**DATA SHOWN**
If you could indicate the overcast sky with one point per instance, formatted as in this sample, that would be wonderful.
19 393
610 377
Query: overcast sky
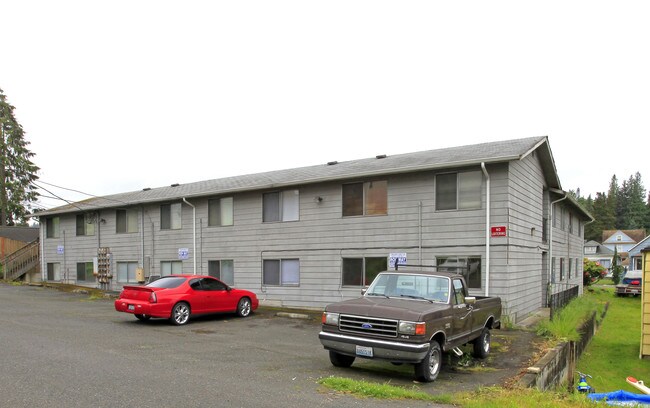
116 96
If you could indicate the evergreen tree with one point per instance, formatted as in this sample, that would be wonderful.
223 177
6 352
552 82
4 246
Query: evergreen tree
17 172
635 209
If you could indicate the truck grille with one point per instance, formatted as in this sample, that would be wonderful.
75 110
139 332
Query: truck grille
368 325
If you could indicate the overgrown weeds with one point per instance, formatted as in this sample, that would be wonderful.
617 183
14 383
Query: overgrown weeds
566 323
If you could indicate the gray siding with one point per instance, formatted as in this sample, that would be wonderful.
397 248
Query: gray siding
322 237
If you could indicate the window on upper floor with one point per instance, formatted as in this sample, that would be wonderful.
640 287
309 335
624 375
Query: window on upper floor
468 266
170 216
52 226
223 270
171 268
281 272
281 206
54 271
126 272
459 191
362 271
85 272
369 198
220 212
126 221
85 225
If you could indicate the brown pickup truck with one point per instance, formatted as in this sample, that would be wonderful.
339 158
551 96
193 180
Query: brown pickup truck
410 317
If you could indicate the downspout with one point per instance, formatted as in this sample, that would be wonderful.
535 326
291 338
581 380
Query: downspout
142 237
550 237
487 230
194 231
419 233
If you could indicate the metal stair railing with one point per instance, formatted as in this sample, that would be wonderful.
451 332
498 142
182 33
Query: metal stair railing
22 261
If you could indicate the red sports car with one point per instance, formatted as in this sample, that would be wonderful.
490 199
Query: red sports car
177 297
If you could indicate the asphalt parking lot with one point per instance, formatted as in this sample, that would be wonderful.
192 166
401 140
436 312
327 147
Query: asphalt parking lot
62 349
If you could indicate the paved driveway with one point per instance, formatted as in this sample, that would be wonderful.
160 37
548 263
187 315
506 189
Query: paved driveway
63 349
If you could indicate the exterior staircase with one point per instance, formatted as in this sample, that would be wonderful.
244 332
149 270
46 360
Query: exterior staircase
24 260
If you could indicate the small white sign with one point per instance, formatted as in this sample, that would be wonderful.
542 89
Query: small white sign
396 259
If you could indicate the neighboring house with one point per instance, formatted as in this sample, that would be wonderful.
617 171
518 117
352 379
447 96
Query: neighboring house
596 252
636 254
622 241
14 238
310 236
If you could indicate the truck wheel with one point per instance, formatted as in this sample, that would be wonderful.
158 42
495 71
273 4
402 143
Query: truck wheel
482 344
428 369
340 360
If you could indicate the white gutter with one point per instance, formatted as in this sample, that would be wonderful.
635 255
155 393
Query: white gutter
193 231
487 231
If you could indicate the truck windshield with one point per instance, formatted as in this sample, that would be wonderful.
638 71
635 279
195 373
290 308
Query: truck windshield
433 288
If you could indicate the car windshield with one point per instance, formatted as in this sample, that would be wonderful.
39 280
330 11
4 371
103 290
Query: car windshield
167 282
413 286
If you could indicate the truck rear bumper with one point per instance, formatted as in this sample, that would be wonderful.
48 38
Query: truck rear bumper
381 349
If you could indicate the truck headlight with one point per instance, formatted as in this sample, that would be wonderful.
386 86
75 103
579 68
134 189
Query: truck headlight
412 328
331 319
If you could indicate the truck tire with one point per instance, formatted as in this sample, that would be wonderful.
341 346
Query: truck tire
482 344
340 360
428 369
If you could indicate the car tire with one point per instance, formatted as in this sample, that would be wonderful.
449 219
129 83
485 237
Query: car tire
180 313
340 360
428 369
482 344
244 307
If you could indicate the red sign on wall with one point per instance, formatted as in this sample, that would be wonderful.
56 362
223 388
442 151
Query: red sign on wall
499 231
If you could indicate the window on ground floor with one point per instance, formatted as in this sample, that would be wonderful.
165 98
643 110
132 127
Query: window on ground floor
362 271
54 271
126 272
468 266
85 272
171 268
223 270
281 272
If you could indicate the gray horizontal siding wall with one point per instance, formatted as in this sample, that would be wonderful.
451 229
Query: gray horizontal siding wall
322 237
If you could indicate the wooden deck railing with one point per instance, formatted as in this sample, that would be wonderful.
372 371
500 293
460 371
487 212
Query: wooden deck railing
22 261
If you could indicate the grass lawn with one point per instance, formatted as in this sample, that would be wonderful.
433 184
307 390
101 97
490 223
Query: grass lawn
613 353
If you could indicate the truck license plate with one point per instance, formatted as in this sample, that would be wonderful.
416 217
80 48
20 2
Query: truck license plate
364 351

**DESCRIPTION OF THE TASK**
Return all the entries word for word, but omit any pictures they contain.

**THE ANSWER**
If you could indicate the overcast sky with one point per instance, formatted as in this sample, that would be wonderful.
19 393
610 377
Query: overcast sky
116 96
If you could indicate the evergreen tree with one point per instance, formatted as in this sample, that would be wonderful.
223 177
6 352
552 82
4 246
Query: evergreen tree
17 172
635 209
If you could indicate the truck grille with one point per instance, formatted as in this sample, that would be wonderful.
75 110
139 332
Query: truck grille
368 325
If you could indicate the overgrown weeds with one point per instance, formatted as in this sample, that would be wonderful.
617 183
14 383
Query: overgrown weeds
566 323
If you could indicate the gray siding with one point per instance, formatted as in this sample, that would be wonderful.
397 248
Query: gray siding
322 237
If you could indicate the window on upper floor with one point per instance, formatted as in this sample, that would be wonderful.
640 287
309 335
624 375
Query: window on upper floor
468 266
170 216
52 226
223 270
171 268
281 272
281 206
54 271
126 272
459 191
362 271
85 272
369 198
220 212
126 221
85 225
If you could indicate the brown pickup truck with one point per instance, formatted as in this sample, that would be wonderful.
339 158
551 96
193 180
Query: brown pickup truck
410 317
If you could indicate the downspout with one point per instance, formatted as in this sample, that would be wonderful.
535 326
291 338
581 380
Query: downspout
142 237
550 237
487 230
194 231
419 233
If you could indicate the metal stair railing with one point per instance, formatted as in this sample, that would be wonderful.
451 332
498 142
182 33
Query: metal stair railing
22 261
If you could indicate the red sports car with one point per instance, formatted as in this sample, that would be wonderful.
490 199
Query: red sports car
177 297
If you could indicate the asphalt parking lot with one point per instance, formatted as in this sample, that would be wonderful.
192 166
401 140
436 312
327 147
Query: asphalt parking lot
62 349
If you could indicate the paved driveway with one point per instance, formatted as in this sample, that would be wonderful.
160 37
548 263
187 315
506 189
Query: paved driveway
63 349
If you could indicate the exterior staircase with one point per instance, formatted as in this sample, that would be wonderful.
244 332
149 270
46 360
Query: exterior staircase
24 260
If you could indicate the small white sign with one point per instance, formatted as in this sample, that would be wonderful.
542 89
Query: small white sign
396 259
If you could indicate the neighboring house with one point per instance, formatted as in this sample, that would be wonderful.
617 171
518 117
352 379
447 96
Query: neighboring house
596 252
636 254
622 241
14 238
310 236
If you could indicate the truck wheel with one point per instance, formatted as in this sample, that would be wonderful.
158 42
495 71
273 4
402 143
Query: truck wheel
482 344
428 369
340 360
If you could indicate the white gutter with one point per instance, formatted as in this sample, that would be wonderful.
635 255
155 393
Query: white gutter
193 231
487 231
If you could indicate the truck windshield with one point per instance, formatted as in this sample, that would be wonderful.
638 71
635 279
195 373
290 308
Query: truck windshield
433 288
If you could indicate the car windshield with one point per instance, formatted as in this sample, that would be wonderful.
39 280
330 11
4 371
103 290
Query: car windshield
167 282
413 286
If you could indicate the truck rear bumper with one point per instance, formatted as in this sample, that would be wonderful.
48 38
Query: truck rear bumper
381 349
If you could indicate the truck headlight with one point per instance, formatted as in this sample, that would be wonderful.
386 86
75 103
579 68
134 189
Query: truck headlight
412 328
331 319
If you could indicate the truck tire with one point per instance, formatted as in this sample, that would be wonderful.
341 346
Query: truck tire
482 344
340 360
428 369
If you could indicate the car tire with one point per instance, formatted as in this sample, that would be wonderful.
449 219
129 83
485 237
Query: car tire
180 313
340 360
428 369
482 344
244 307
If you could indicate the red sign on wall with one point per instance, formatted as in this sample, that would be wonderful.
56 362
223 388
442 151
Query: red sign on wall
499 231
If you could indicate the window on ground floor with one point per instance, formatted as in this sample, that would be wonderful.
165 98
643 110
132 127
Query: window on ground floor
362 271
54 271
126 272
468 266
85 272
171 268
223 270
281 272
If you could indicate the gray horizontal siding wall with one point per instance, formatted as in this sample, that would be wonderful.
451 229
Query: gray horizontal siding wall
322 237
If you could indicate the wooden deck railing with one point per instance, formatted as in this sample, that would be wonderful.
372 371
500 293
460 371
487 212
Query: wooden deck railing
22 261
If you could indicate the grass lawn with one point per instance, formatted as in this sample, that would be wonderful.
433 184
307 390
101 97
490 223
Query: grass lawn
613 353
If you could indicate the truck license plate with one point per instance, formatted as in this sample, that would be wonderful.
416 217
80 48
20 2
Query: truck license plate
364 351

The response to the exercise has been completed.